━━ READING PASSAGE ━━

David Stockman on the GreenMageddon and What It Means for You

Via International Man

COP26

Editor’s Note: Right now, the global elite and world leaders are coming together at the UN Climate Change conference in Glasgow to address the “problem” of climate change.

Over the next couple days, Washington DC insider David Stockman will debunk the narrative and offer a comprehensive look at the climate change agenda including what it means for you.

Below is part one David’s article series…


With COP26 now underway, it’s not too soon to start clanging the alarm bells—not about climate catastrophe, of course, but about the stupidest act of the assembled nations since Versailles, when the vindictive WWI victors laid the groundwork for the catastrophes of depression, WWII, the Holocaust, Soviet tyranny, the Cold War and Washington’s destructive global hegemony, all of which followed hard upon the next.

Politicians and their allies in the mainstream media, think tanks, lobbies and Big Business (with its cowardly sleep-walking leaders) are fixing to do nothing less than destroy the prosperity of the world and send global life careening into a modern economic Dark Ages. And worse still, it’s being done in the service of a bogus climate crisis narrative that is thoroughly anti-science and wholly inconsistent with the actual climate and CO2 history of the planet.

Cutting to the chase, during the past 600 million years, the earth has rarely been as cool as at present, and almost never has it had as low CO2 concentrations as the 420 ppm level that today’s climate howlers decry.

In fact, according to the careful reconstructions of actual earth scientists who have studied ocean sediments, ice cores and the like, there have been only two periods encompassing about 75 million years (13% of that immensely long 600 million year stretch of time) where temperatures and CO2 concentrations were as low as it present. These were the Late Carboniferous/Early Permian time from 315 to 270 million years ago and the Quaternary Period, which hosted modern man 2.6 million years ago.

You might say, therefore, that the possibility of a warmer, CO2-richer environment is a case of planetary “been there, done that”. And it is most certainly not a reason to wantonly dismantle and destroy the intricate, low-cost energy system that is the root source of today’s unprecedented prosperity and human escape from poverty and want.

But that’s hardly the half of it. What actually lies smack in the center of our warmer past is a 220-million-year interval from 250 million years ago through the re-icing of Antarctica about 33 million years ago that was mainly ice-free.

As shown by the blue line in the chart below, during most of that period (highlighted in the brown panels), temperatures were up to 12C higher than at present, and Mother Earth paid no mind to the fact that she lacked polar ice caps or suitable habitats for yet un-evolved polar bears.

━━━

» **THE TASKS**
• a. According to the COP26 article, which two periods had temperatures and CO2 concentrations as low as at present?
• b. Carry on the COP26 article, starting after its last sentence.

━━ ITEMS ━━

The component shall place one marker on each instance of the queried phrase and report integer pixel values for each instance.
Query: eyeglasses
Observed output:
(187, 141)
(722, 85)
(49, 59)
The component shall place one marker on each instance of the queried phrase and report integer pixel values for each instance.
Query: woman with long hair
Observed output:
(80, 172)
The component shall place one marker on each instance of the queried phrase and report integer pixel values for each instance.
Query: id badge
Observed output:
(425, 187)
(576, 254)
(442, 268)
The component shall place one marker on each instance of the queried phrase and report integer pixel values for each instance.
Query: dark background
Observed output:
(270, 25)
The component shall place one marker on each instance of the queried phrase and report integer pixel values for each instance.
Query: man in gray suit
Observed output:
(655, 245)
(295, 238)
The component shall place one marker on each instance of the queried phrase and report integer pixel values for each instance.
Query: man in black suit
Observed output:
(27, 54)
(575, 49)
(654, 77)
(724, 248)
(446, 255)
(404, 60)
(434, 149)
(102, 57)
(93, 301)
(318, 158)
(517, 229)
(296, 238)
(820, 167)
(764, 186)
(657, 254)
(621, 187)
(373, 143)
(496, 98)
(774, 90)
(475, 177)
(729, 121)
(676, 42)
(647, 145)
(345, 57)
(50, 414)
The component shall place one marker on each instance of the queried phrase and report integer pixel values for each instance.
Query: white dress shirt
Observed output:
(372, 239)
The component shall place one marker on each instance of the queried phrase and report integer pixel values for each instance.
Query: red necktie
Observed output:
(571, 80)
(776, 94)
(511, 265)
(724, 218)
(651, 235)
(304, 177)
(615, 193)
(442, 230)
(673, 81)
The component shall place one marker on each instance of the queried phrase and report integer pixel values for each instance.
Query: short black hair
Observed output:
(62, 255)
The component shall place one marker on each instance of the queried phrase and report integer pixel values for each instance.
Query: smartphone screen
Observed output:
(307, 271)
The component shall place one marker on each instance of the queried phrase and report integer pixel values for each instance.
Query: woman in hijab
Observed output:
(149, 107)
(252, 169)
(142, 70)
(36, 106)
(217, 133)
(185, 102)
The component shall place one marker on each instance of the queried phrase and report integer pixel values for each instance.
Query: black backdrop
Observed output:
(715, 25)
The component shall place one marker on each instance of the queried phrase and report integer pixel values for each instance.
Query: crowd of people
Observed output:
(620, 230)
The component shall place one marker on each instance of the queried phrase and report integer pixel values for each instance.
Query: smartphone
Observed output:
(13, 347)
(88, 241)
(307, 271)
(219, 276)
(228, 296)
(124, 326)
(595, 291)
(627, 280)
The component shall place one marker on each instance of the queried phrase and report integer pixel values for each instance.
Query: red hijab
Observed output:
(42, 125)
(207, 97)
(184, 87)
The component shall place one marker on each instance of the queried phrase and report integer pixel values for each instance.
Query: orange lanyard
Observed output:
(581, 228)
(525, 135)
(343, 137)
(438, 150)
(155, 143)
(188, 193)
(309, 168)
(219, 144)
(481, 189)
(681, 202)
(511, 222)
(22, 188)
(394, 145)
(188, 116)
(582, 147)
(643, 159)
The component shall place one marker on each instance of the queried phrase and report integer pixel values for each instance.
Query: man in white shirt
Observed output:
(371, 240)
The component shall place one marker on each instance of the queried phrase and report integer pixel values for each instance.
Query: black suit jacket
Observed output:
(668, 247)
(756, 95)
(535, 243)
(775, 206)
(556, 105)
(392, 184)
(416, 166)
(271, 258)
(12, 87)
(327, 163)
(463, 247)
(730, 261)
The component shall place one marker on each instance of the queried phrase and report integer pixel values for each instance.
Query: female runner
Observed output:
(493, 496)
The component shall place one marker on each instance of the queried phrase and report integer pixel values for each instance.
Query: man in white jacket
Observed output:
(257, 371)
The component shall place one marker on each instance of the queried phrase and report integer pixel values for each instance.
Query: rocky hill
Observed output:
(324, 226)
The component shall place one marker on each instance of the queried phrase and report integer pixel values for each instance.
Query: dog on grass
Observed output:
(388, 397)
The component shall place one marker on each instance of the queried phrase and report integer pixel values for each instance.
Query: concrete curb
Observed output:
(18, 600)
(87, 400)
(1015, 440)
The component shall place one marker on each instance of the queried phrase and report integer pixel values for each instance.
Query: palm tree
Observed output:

━━━

» **RESULTS FOR EACH TASK**
• a. The Late Carboniferous/Early Permian, from 315 to 270 million years ago, and the Quaternary Period.

• b.
Global Temperature And Atmospheric CO2 Over Geologic Time

As it happened, during what has been designated as the Mesozoic Age, the planet was busy with another great task, namely, salting away the vast deposits of coal, oil and gas that power the modern economy and allow billions of people to have a living standard enjoyed only by kings just a few centuries ago.

There is no mystery as to how this serendipitous gift to present-day man happened. In a world largely bereft of ice and snow, the oceans were at vastly higher levels and flooded much of the landmass, which, in turn, was verdant with plant and animal life owing to warmer temperatures and abundant rainfall.

Stated differently, Mother Nature was harvesting massive amounts of solar energy in the form of carbon-based plant and animal life, which, over the eons of growth and decay, resulted in the build-up of vast sedimentary basins. As the tectonic plates shifted (i.e., the single continent of Pangaea broke up into its modern continental plates) and the climates oscillated, these sedimentary deposits were buried under shallow oceans and, with the passage of time, heat and pressure, were converted into the hydrocarbon deposits that dot the first 50,000 feet (at least) of the earth’s crust.

In the case of coal, the most favorable conditions for its formation occurred 360 million to 290 million years ago during the Carboniferous (“coal-bearing”) Period. However, lesser amounts continued to form in some parts of the Earth during subsequent times, in particular, the Permian (290 million to 250 million years ago) and throughout the Mesozoic Era (250 million to 66 million years ago).

Likewise, the formation of petroleum deposits began in warm shallow oceans, where dead organic matter fell to the ocean floors. These zooplankton (animals) and phytoplankton (plants) mixed with inorganic material that entered the oceans by rivers. It was these sediments on the ocean floors that then formed oil sands while buried during eons of heat and pressure. That is to say, the energy embodied in petroleum initially came from the sunlight, which had become trapped in chemical form in dead plankton.

Moreover, the science behind this isn’t a matter of academic armchair speculation for the simple reason that it has been powerfully validated in the commercial marketplace. That is, trillions of dollars have been deployed in the last century in the search for hydrocarbons, based on immensely complicated petroleum engineering research, theory and geologic models. Oil drillers weren’t throwing darts at a wildcatter’s wall but were coincidentally proving these “facts” of climate history are correct, given that they led to the discovery and extraction of several trillions of BOEs (barrels of oil equivalent).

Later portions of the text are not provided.